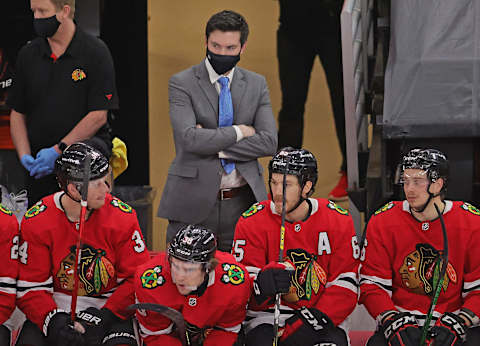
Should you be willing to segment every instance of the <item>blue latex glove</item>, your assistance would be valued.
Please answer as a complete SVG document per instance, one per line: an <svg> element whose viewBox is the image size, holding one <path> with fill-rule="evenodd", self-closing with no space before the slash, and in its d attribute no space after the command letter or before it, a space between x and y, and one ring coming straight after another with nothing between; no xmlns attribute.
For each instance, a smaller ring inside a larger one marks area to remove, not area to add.
<svg viewBox="0 0 480 346"><path fill-rule="evenodd" d="M25 169L30 173L33 164L35 163L35 159L32 157L32 155L24 154L20 158L20 162L22 163L23 167L25 167Z"/></svg>
<svg viewBox="0 0 480 346"><path fill-rule="evenodd" d="M35 163L33 164L30 176L35 179L43 178L46 175L52 174L55 167L55 160L60 154L57 153L54 147L43 148L37 153Z"/></svg>

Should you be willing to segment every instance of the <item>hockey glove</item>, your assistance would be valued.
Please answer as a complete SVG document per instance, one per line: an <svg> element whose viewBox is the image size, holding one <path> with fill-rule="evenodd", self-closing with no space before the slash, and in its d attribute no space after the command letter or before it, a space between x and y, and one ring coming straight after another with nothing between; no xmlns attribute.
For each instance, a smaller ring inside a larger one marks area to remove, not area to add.
<svg viewBox="0 0 480 346"><path fill-rule="evenodd" d="M265 303L277 293L288 293L293 270L278 262L270 262L257 275L253 291L257 304Z"/></svg>
<svg viewBox="0 0 480 346"><path fill-rule="evenodd" d="M387 345L418 346L420 344L422 332L412 314L389 311L384 315L380 330L385 336Z"/></svg>
<svg viewBox="0 0 480 346"><path fill-rule="evenodd" d="M46 175L52 174L55 167L55 160L60 156L54 147L43 148L37 153L35 164L30 171L30 175L35 179L43 178Z"/></svg>
<svg viewBox="0 0 480 346"><path fill-rule="evenodd" d="M45 318L43 332L48 344L53 346L83 346L85 338L73 329L70 315L57 310L51 311Z"/></svg>
<svg viewBox="0 0 480 346"><path fill-rule="evenodd" d="M107 308L99 310L90 307L77 315L77 321L85 328L85 340L89 345L101 345L112 323L119 320L120 318Z"/></svg>
<svg viewBox="0 0 480 346"><path fill-rule="evenodd" d="M280 341L282 346L312 345L333 328L335 325L323 312L302 307L285 321Z"/></svg>
<svg viewBox="0 0 480 346"><path fill-rule="evenodd" d="M430 332L428 345L432 346L458 346L463 345L467 339L465 321L451 312L444 313Z"/></svg>
<svg viewBox="0 0 480 346"><path fill-rule="evenodd" d="M25 154L20 159L20 162L22 163L23 167L25 167L25 169L28 171L28 173L30 173L33 164L35 163L35 159L32 157L32 155Z"/></svg>

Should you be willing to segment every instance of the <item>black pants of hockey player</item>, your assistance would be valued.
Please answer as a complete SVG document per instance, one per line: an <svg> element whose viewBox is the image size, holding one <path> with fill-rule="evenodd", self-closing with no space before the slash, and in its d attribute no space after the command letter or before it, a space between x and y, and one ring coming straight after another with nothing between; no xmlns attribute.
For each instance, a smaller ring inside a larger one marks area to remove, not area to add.
<svg viewBox="0 0 480 346"><path fill-rule="evenodd" d="M132 320L122 321L114 324L110 330L105 333L102 346L131 345L137 346L135 332L133 330ZM3 345L3 344L2 344ZM47 338L36 324L26 320L23 324L20 335L17 339L17 346L51 346ZM87 345L86 345L87 346ZM96 346L96 345L88 345Z"/></svg>
<svg viewBox="0 0 480 346"><path fill-rule="evenodd" d="M0 345L10 345L10 329L0 326Z"/></svg>
<svg viewBox="0 0 480 346"><path fill-rule="evenodd" d="M308 42L292 38L282 28L277 31L277 59L282 89L282 108L278 114L278 147L302 147L305 101L313 62L318 56L330 90L337 139L343 159L341 170L346 171L340 21L335 29L329 32L313 32L312 39Z"/></svg>
<svg viewBox="0 0 480 346"><path fill-rule="evenodd" d="M260 324L250 330L245 336L245 346L272 346L272 342L273 326L271 324ZM317 340L312 340L310 344L299 341L298 345L312 346L318 343L331 343L336 346L347 346L348 339L345 331L337 327L328 334L319 337ZM280 346L282 346L281 342Z"/></svg>
<svg viewBox="0 0 480 346"><path fill-rule="evenodd" d="M464 343L464 346L474 345L480 345L480 327L470 328L467 330L467 341ZM376 332L370 337L370 339L368 339L367 346L387 346L387 341L385 340L383 334Z"/></svg>

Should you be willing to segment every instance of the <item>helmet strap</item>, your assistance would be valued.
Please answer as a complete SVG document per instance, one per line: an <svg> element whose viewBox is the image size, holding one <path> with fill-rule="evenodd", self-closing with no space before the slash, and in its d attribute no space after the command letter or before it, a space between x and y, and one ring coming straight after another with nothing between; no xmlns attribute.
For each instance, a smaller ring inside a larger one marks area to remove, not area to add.
<svg viewBox="0 0 480 346"><path fill-rule="evenodd" d="M432 193L430 192L430 185L432 185L432 182L429 180L428 181L428 186L427 186L427 192L428 192L428 199L427 201L425 202L425 204L420 208L420 209L414 209L412 207L410 207L410 209L412 209L414 212L416 213L423 213L425 211L425 209L427 209L427 206L430 204L430 201L434 198L434 197L437 197L437 196L440 196L440 193Z"/></svg>

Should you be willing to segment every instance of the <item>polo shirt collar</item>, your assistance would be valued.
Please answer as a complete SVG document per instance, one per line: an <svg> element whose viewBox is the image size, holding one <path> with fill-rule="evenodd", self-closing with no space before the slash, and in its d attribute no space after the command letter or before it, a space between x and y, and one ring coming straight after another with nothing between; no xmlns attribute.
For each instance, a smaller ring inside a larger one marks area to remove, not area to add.
<svg viewBox="0 0 480 346"><path fill-rule="evenodd" d="M82 41L82 32L78 28L77 25L75 25L75 32L73 33L72 40L67 46L67 49L65 50L65 53L63 55L70 55L70 56L77 56L81 52L81 41ZM50 48L50 44L48 43L48 40L46 38L40 38L41 40L41 53L47 57L50 57L52 55L52 49Z"/></svg>
<svg viewBox="0 0 480 346"><path fill-rule="evenodd" d="M235 72L235 67L232 68L230 73L226 75L219 75L217 72L212 67L212 64L210 64L210 61L208 61L207 58L205 58L205 66L207 67L207 72L208 72L208 78L210 79L210 83L214 84L220 77L225 76L228 77L229 85L232 82L233 78L233 73Z"/></svg>

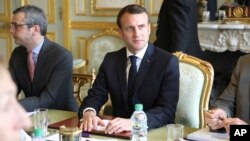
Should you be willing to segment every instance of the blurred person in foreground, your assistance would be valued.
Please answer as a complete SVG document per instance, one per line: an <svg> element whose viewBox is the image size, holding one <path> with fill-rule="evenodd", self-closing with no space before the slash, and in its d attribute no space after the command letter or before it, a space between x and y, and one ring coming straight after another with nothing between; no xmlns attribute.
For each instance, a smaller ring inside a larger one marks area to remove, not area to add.
<svg viewBox="0 0 250 141"><path fill-rule="evenodd" d="M0 137L1 141L20 141L21 130L31 127L25 110L16 100L16 85L0 64Z"/></svg>
<svg viewBox="0 0 250 141"><path fill-rule="evenodd" d="M249 124L250 121L250 55L241 56L234 68L231 81L206 113L207 125L215 130L230 125Z"/></svg>
<svg viewBox="0 0 250 141"><path fill-rule="evenodd" d="M178 59L148 42L150 19L144 7L125 6L117 16L117 25L126 47L106 54L93 87L80 106L80 128L91 131L97 125L104 126L98 113L109 96L116 118L108 123L106 134L131 131L130 117L136 103L143 104L149 129L174 123L179 99ZM136 58L136 64L132 64L137 72L130 82L131 58Z"/></svg>
<svg viewBox="0 0 250 141"><path fill-rule="evenodd" d="M78 111L73 95L71 53L46 38L44 11L24 5L13 11L10 32L20 45L12 52L9 69L25 98L19 100L28 111L36 108Z"/></svg>

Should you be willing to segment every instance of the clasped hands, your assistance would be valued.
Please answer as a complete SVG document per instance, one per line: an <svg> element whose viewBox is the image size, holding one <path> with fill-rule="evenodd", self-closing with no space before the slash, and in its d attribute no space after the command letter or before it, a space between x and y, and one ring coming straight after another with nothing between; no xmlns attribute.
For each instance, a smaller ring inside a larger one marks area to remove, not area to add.
<svg viewBox="0 0 250 141"><path fill-rule="evenodd" d="M212 130L225 128L227 133L230 132L230 125L244 125L245 121L239 118L227 118L224 110L216 108L205 113L206 123Z"/></svg>
<svg viewBox="0 0 250 141"><path fill-rule="evenodd" d="M83 131L92 131L93 129L97 129L97 126L105 127L104 121L93 111L86 111L83 114L83 118L80 120L80 127ZM110 120L105 128L105 134L113 134L113 133L121 133L123 131L131 131L132 129L132 121L130 119L125 118L115 118Z"/></svg>

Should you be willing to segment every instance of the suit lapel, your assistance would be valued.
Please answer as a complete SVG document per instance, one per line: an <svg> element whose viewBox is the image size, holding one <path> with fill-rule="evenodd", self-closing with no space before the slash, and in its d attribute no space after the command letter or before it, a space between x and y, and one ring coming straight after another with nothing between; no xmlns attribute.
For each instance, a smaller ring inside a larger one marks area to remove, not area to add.
<svg viewBox="0 0 250 141"><path fill-rule="evenodd" d="M153 54L154 54L154 47L152 44L149 43L147 51L145 52L145 55L142 58L141 65L140 65L139 71L137 73L137 76L135 78L134 92L136 92L137 89L142 85L142 82L144 81L148 72L150 71L151 65L154 61Z"/></svg>
<svg viewBox="0 0 250 141"><path fill-rule="evenodd" d="M44 71L44 66L45 63L47 62L47 50L49 48L49 41L47 38L44 39L44 43L42 45L41 51L38 55L37 58L37 64L36 64L36 69L35 69L35 75L34 75L34 79L33 79L33 89L36 90L37 87L39 86L39 81L40 79L43 77L41 76L42 71Z"/></svg>
<svg viewBox="0 0 250 141"><path fill-rule="evenodd" d="M118 75L119 82L121 86L121 93L124 99L124 102L127 103L128 99L128 90L127 90L127 78L126 78L126 68L127 68L127 57L126 57L126 48L121 51L121 55L119 55L118 60ZM127 107L127 106L124 106Z"/></svg>

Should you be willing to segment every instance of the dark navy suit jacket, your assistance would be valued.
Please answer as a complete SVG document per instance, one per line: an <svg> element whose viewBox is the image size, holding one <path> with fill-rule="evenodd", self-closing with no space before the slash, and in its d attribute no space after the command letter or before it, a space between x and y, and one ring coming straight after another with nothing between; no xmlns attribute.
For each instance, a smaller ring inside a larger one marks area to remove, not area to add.
<svg viewBox="0 0 250 141"><path fill-rule="evenodd" d="M45 38L40 50L33 82L29 78L27 50L23 46L14 49L9 69L25 97L20 104L27 110L35 108L78 111L73 95L73 58L64 47Z"/></svg>
<svg viewBox="0 0 250 141"><path fill-rule="evenodd" d="M93 87L80 107L80 117L87 107L99 112L110 94L113 116L130 118L134 105L127 102L126 66L125 47L105 56ZM133 104L143 104L149 128L173 123L179 99L178 59L149 43L135 79Z"/></svg>

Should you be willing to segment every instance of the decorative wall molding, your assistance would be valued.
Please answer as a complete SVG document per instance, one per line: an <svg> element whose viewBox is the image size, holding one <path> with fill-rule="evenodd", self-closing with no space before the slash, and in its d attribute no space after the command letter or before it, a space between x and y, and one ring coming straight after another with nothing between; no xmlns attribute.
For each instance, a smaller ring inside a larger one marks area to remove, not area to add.
<svg viewBox="0 0 250 141"><path fill-rule="evenodd" d="M0 43L1 43L1 50L4 51L6 57L9 59L11 52L13 50L12 47L12 37L9 33L1 33L0 34Z"/></svg>
<svg viewBox="0 0 250 141"><path fill-rule="evenodd" d="M49 23L55 23L55 0L21 0L22 5L33 4L41 7L47 18Z"/></svg>
<svg viewBox="0 0 250 141"><path fill-rule="evenodd" d="M0 21L9 22L10 21L10 0L2 0L2 5L0 5Z"/></svg>
<svg viewBox="0 0 250 141"><path fill-rule="evenodd" d="M150 0L149 14L151 16L158 16L162 2L163 0Z"/></svg>
<svg viewBox="0 0 250 141"><path fill-rule="evenodd" d="M241 51L250 53L250 26L235 25L198 25L199 40L202 50L214 52Z"/></svg>
<svg viewBox="0 0 250 141"><path fill-rule="evenodd" d="M75 0L75 15L86 16L85 0Z"/></svg>
<svg viewBox="0 0 250 141"><path fill-rule="evenodd" d="M118 11L128 4L144 6L144 0L91 0L91 15L116 16Z"/></svg>

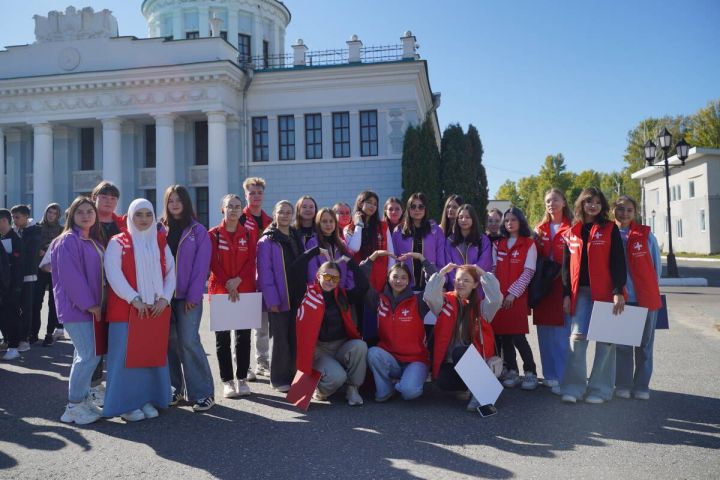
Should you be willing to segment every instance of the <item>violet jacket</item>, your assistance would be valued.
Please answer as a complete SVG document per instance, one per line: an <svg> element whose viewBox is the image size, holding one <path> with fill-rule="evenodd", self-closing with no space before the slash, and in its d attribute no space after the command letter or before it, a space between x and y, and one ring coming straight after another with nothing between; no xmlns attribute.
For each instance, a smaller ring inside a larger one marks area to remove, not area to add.
<svg viewBox="0 0 720 480"><path fill-rule="evenodd" d="M453 236L450 235L447 238L445 244L445 265L448 263L454 263L456 265L477 265L486 272L492 272L492 242L484 233L482 234L482 245L478 248L477 245L470 245L467 250L467 255L463 258L461 250L452 244ZM455 272L450 272L447 275L448 279L448 290L455 288ZM482 293L482 288L479 289Z"/></svg>
<svg viewBox="0 0 720 480"><path fill-rule="evenodd" d="M211 256L212 245L207 229L193 220L183 230L175 256L175 299L202 303Z"/></svg>
<svg viewBox="0 0 720 480"><path fill-rule="evenodd" d="M398 225L392 234L393 248L395 249L395 255L398 257L403 253L412 252L412 241L413 238L403 237L402 228ZM435 267L441 270L447 262L445 261L445 234L435 222L430 222L430 233L425 235L423 238L423 256ZM411 276L413 275L412 259L405 260L405 265L410 269ZM413 278L414 282L415 279Z"/></svg>
<svg viewBox="0 0 720 480"><path fill-rule="evenodd" d="M103 246L73 230L50 244L53 294L60 323L92 321L103 300Z"/></svg>

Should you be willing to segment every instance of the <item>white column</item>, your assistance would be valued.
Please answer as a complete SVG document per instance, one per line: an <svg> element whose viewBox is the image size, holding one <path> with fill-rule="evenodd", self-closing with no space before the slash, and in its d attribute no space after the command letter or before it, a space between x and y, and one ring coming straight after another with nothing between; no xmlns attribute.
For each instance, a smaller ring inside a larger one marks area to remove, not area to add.
<svg viewBox="0 0 720 480"><path fill-rule="evenodd" d="M208 112L208 203L210 225L220 223L220 199L228 193L227 114Z"/></svg>
<svg viewBox="0 0 720 480"><path fill-rule="evenodd" d="M155 198L162 206L165 189L175 184L175 115L155 115ZM157 213L157 212L156 212Z"/></svg>
<svg viewBox="0 0 720 480"><path fill-rule="evenodd" d="M119 118L103 118L103 179L114 183L120 188L122 181L122 120Z"/></svg>
<svg viewBox="0 0 720 480"><path fill-rule="evenodd" d="M33 211L42 215L53 196L52 126L33 125Z"/></svg>

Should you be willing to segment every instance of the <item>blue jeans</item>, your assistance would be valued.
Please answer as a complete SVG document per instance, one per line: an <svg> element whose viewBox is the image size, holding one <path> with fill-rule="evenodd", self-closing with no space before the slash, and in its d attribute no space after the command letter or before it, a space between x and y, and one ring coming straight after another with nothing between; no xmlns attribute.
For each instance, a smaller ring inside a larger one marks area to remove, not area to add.
<svg viewBox="0 0 720 480"><path fill-rule="evenodd" d="M545 380L560 380L565 373L570 350L570 315L564 315L565 325L538 325L538 345Z"/></svg>
<svg viewBox="0 0 720 480"><path fill-rule="evenodd" d="M634 392L650 391L650 376L652 375L652 351L655 343L655 323L657 310L648 311L645 319L645 328L639 347L628 345L617 346L617 379L615 386L632 390ZM633 353L635 354L635 375L633 377Z"/></svg>
<svg viewBox="0 0 720 480"><path fill-rule="evenodd" d="M428 372L423 362L400 363L382 348L372 347L368 350L368 366L375 377L375 398L385 398L393 389L405 400L422 395Z"/></svg>
<svg viewBox="0 0 720 480"><path fill-rule="evenodd" d="M582 398L587 394L610 400L615 389L614 343L595 343L595 359L590 380L587 380L587 332L592 306L590 287L580 287L575 314L571 319L570 354L560 389L563 395L572 395L575 398Z"/></svg>
<svg viewBox="0 0 720 480"><path fill-rule="evenodd" d="M202 303L185 312L185 300L172 301L172 321L168 344L170 383L175 391L187 390L187 398L196 402L211 397L215 390L210 364L200 342Z"/></svg>
<svg viewBox="0 0 720 480"><path fill-rule="evenodd" d="M63 325L75 347L68 382L68 400L80 403L90 390L90 379L100 362L95 355L95 328L92 322L67 322Z"/></svg>

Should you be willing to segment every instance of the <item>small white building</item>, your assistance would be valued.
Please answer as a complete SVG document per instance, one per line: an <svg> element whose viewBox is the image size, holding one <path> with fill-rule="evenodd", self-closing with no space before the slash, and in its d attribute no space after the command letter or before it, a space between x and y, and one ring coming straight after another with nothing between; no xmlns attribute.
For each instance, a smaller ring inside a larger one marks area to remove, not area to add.
<svg viewBox="0 0 720 480"><path fill-rule="evenodd" d="M675 252L720 252L720 149L691 148L685 165L670 157L670 215ZM632 174L640 180L643 223L663 251L668 250L667 195L664 166Z"/></svg>
<svg viewBox="0 0 720 480"><path fill-rule="evenodd" d="M198 213L247 176L266 206L300 195L322 206L358 192L401 193L405 129L439 94L406 32L391 47L285 49L277 0L145 0L151 38L119 37L109 10L35 16L36 41L0 51L0 200L63 206L100 179L121 208L190 187Z"/></svg>

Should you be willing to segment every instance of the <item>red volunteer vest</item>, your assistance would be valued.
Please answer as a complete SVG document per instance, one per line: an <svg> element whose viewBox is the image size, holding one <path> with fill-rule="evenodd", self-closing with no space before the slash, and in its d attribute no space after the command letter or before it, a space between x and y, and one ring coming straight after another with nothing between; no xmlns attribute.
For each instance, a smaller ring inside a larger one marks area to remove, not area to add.
<svg viewBox="0 0 720 480"><path fill-rule="evenodd" d="M417 297L412 295L400 302L395 310L390 299L380 295L378 302L378 347L390 353L398 362L430 363L425 345L425 325L420 316Z"/></svg>
<svg viewBox="0 0 720 480"><path fill-rule="evenodd" d="M339 295L345 295L340 289L335 289L335 301ZM338 305L340 302L338 302ZM352 305L347 309L340 308L345 333L348 338L359 339L360 332L352 319ZM320 327L322 326L323 316L325 315L325 299L322 295L322 288L315 282L309 285L305 297L298 307L297 317L295 320L295 330L297 338L297 360L295 365L298 370L305 373L312 372L313 357L315 355L315 345L320 335Z"/></svg>
<svg viewBox="0 0 720 480"><path fill-rule="evenodd" d="M458 299L455 292L448 292L443 295L445 301L438 315L433 333L435 337L432 359L433 378L437 378L440 374L440 366L445 362L458 315ZM465 300L465 302L467 302L467 300ZM480 304L478 304L477 310L478 316L476 319L473 319L475 321L473 321L470 330L470 338L472 338L472 343L478 352L480 352L480 355L487 360L495 355L495 335L493 334L493 327L491 327L480 314Z"/></svg>
<svg viewBox="0 0 720 480"><path fill-rule="evenodd" d="M512 248L508 248L508 239L503 238L497 244L497 263L495 276L500 282L503 297L508 294L510 286L520 278L525 270L527 252L533 245L529 237L518 237ZM527 317L530 309L527 304L527 289L515 299L513 306L506 310L501 308L493 319L493 331L496 335L520 335L529 333Z"/></svg>
<svg viewBox="0 0 720 480"><path fill-rule="evenodd" d="M588 244L583 245L582 222L578 222L565 234L565 242L570 250L570 313L575 313L577 292L580 286L580 263L582 249L587 249L588 277L590 277L590 294L594 301L612 302L613 283L610 276L610 239L615 224L606 222L604 225L593 224L588 237Z"/></svg>
<svg viewBox="0 0 720 480"><path fill-rule="evenodd" d="M542 223L536 227L538 239L536 242L538 254L544 257L552 258L555 263L562 265L563 255L565 251L564 235L570 229L570 221L563 218L562 223L555 232L555 236L550 238L550 223ZM563 326L565 325L565 316L562 309L562 278L558 278L553 282L552 288L548 294L540 300L540 303L533 308L533 323L543 326Z"/></svg>
<svg viewBox="0 0 720 480"><path fill-rule="evenodd" d="M135 251L133 249L130 233L124 231L115 235L122 247L122 272L131 287L137 290L137 272L135 270ZM158 247L160 247L160 268L165 277L165 246L167 238L164 232L157 233ZM170 299L168 299L169 301ZM127 322L130 318L130 304L118 297L112 287L108 289L107 309L105 318L108 322Z"/></svg>
<svg viewBox="0 0 720 480"><path fill-rule="evenodd" d="M650 256L648 237L650 227L647 225L630 224L627 240L628 272L633 281L638 305L648 310L660 310L660 286L657 272Z"/></svg>

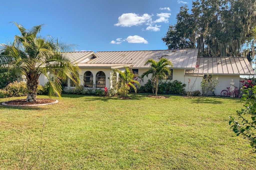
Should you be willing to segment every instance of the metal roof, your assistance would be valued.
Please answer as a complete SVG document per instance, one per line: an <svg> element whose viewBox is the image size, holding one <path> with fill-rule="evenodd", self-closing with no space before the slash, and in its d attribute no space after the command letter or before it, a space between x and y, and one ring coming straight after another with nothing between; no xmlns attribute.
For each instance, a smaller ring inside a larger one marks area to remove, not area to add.
<svg viewBox="0 0 256 170"><path fill-rule="evenodd" d="M186 70L185 74L254 75L254 72L246 57L198 57L196 65L198 65L198 68Z"/></svg>
<svg viewBox="0 0 256 170"><path fill-rule="evenodd" d="M80 63L78 64L80 68L101 68L115 69L124 66L130 67L131 63Z"/></svg>
<svg viewBox="0 0 256 170"><path fill-rule="evenodd" d="M158 60L161 57L167 58L173 65L172 68L194 69L198 49L183 49L161 50L101 51L97 52L98 57L88 63L132 63L134 68L148 68L144 63L150 58Z"/></svg>
<svg viewBox="0 0 256 170"><path fill-rule="evenodd" d="M63 53L65 56L69 58L71 61L77 63L85 62L91 58L88 58L88 57L92 55L93 58L97 58L98 56L93 51L78 51L75 52L66 52Z"/></svg>

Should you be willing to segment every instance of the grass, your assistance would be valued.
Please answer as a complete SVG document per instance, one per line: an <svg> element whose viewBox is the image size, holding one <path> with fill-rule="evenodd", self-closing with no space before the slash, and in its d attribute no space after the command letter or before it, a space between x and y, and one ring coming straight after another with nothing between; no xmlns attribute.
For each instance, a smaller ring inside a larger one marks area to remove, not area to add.
<svg viewBox="0 0 256 170"><path fill-rule="evenodd" d="M130 100L64 95L54 105L0 106L0 169L19 168L28 141L24 165L33 164L44 115L34 169L255 168L248 141L225 121L242 107L239 100L146 95Z"/></svg>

* **Aim**: Switch "smaller ring" to "inner ring" in the data starting at the line containing "Should you be willing to segment every instance of the dark" and ending at the line containing "87L80 107L80 117L87", and return those lines alone with nothing else altered.

* **Written response**:
Should you be willing to segment every instance of the dark navy suit jacket, your assistance would be valued.
Please answer as a complete SVG document per instance, one per line: an <svg> element whose viewBox is the image size, holding one <path> with fill-rule="evenodd", self-closing with no space before the slash, and in its d attribute no space after the command letter or before it, a space between x and y, and one ring coming straight after another with nothing between; no xmlns attribute.
For each instance, a inner ring inside a larger one marks area to remove, not area to add.
<svg viewBox="0 0 250 141"><path fill-rule="evenodd" d="M45 38L40 50L33 82L29 78L27 50L23 46L14 49L9 69L25 97L20 104L27 110L35 108L78 111L73 95L73 58L64 47Z"/></svg>
<svg viewBox="0 0 250 141"><path fill-rule="evenodd" d="M93 87L80 107L80 117L87 107L99 112L110 94L113 116L130 118L134 105L127 102L126 66L125 47L105 56ZM133 104L143 104L149 128L173 123L179 99L178 59L149 43L135 79Z"/></svg>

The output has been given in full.